● Description of the task
Extract every line of the items that contains the word "clicks", matching case exactly.

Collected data
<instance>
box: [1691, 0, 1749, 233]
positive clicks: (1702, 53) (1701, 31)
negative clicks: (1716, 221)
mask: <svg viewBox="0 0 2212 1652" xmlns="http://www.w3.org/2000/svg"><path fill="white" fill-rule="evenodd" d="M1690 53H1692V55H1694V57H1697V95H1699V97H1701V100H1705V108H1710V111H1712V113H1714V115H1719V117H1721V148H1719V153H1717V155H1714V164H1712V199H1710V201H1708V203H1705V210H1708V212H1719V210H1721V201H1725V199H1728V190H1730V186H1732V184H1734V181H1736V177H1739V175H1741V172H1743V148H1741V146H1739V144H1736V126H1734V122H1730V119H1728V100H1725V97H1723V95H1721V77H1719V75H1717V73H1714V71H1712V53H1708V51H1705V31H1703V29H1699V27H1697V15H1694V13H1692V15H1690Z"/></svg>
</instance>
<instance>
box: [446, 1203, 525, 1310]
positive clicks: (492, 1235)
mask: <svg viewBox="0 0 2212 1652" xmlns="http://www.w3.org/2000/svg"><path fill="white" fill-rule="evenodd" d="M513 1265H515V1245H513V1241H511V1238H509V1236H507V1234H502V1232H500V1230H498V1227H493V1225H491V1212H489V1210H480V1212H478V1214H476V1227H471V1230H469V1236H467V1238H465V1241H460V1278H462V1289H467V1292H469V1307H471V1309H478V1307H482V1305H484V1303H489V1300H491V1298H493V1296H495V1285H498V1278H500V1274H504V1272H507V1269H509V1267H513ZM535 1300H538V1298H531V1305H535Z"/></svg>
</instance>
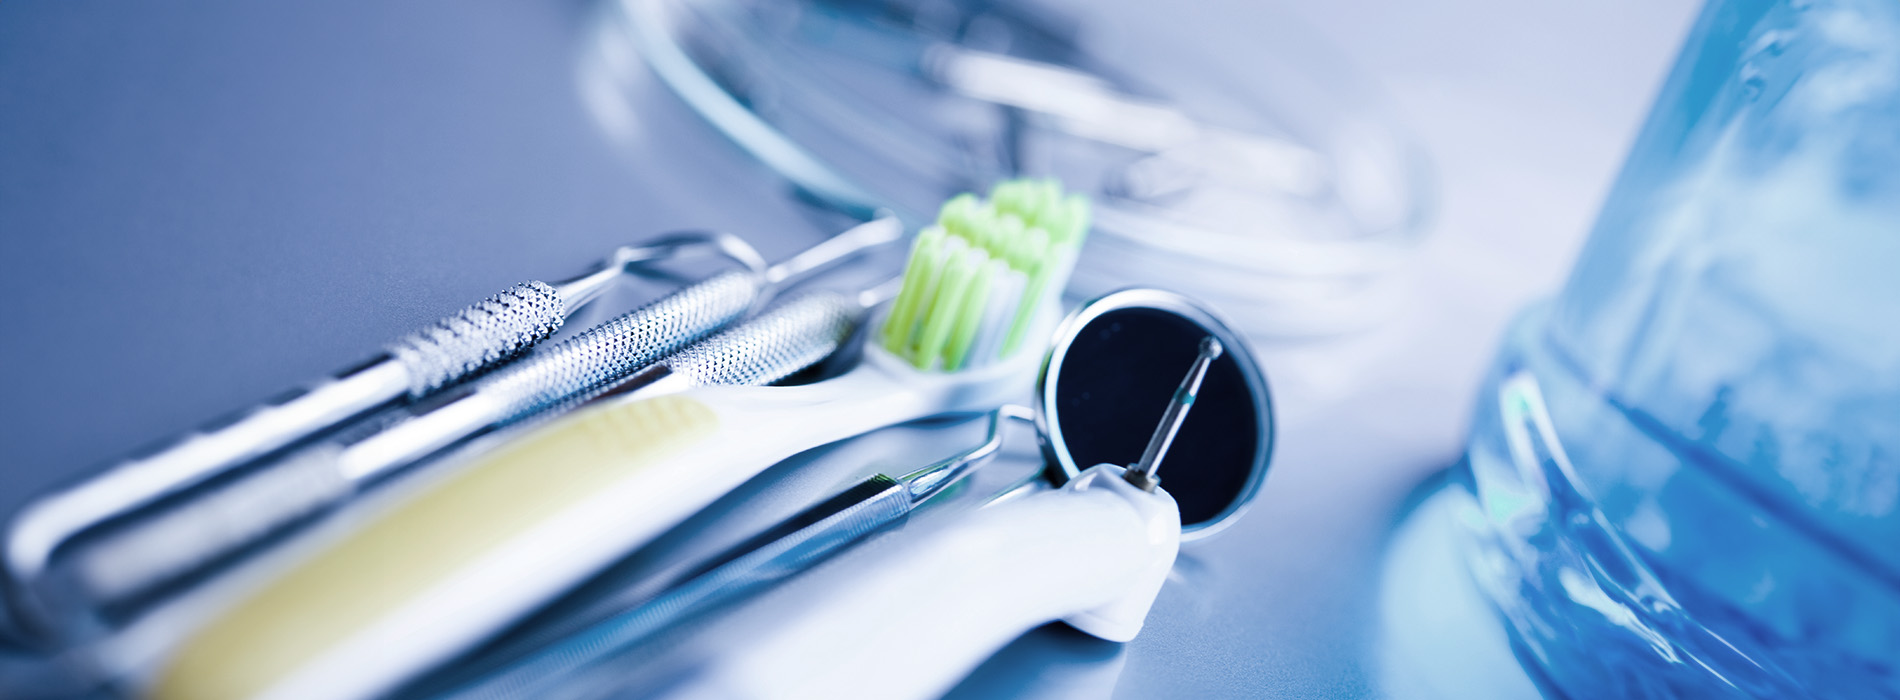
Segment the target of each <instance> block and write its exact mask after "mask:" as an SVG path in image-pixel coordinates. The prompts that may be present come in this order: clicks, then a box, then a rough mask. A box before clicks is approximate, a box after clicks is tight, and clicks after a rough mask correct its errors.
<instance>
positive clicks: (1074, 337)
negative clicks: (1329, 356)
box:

● Written reply
positive clicks: (1702, 53) (1701, 31)
negative clicks: (1716, 221)
positive clicks: (492, 1235)
Segment the target of each <instance> block and write its exact mask after "mask:" as an SVG path in image-pixel coordinates. The prompts that may be present come in this order: clicks, then a box, then a rough mask. A box before clicks is approximate, a box after clicks is tight, and clicks after a rough mask correct its errors.
positive clicks: (1074, 337)
negative clicks: (1329, 356)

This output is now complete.